DATASET EXCERPTS:
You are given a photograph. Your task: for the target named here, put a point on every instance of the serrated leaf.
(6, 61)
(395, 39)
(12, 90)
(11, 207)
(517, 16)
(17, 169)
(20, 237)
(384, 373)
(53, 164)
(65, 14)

SET EXERCISE: Write out every line of the records above, keeping each character unchanged.

ANSWER TO THIS PROBLEM:
You are given a photograph. Your task: for the target named here, put a point on every instance of the serrated leaf.
(6, 61)
(395, 39)
(12, 90)
(11, 207)
(517, 16)
(17, 169)
(20, 237)
(384, 373)
(53, 164)
(65, 14)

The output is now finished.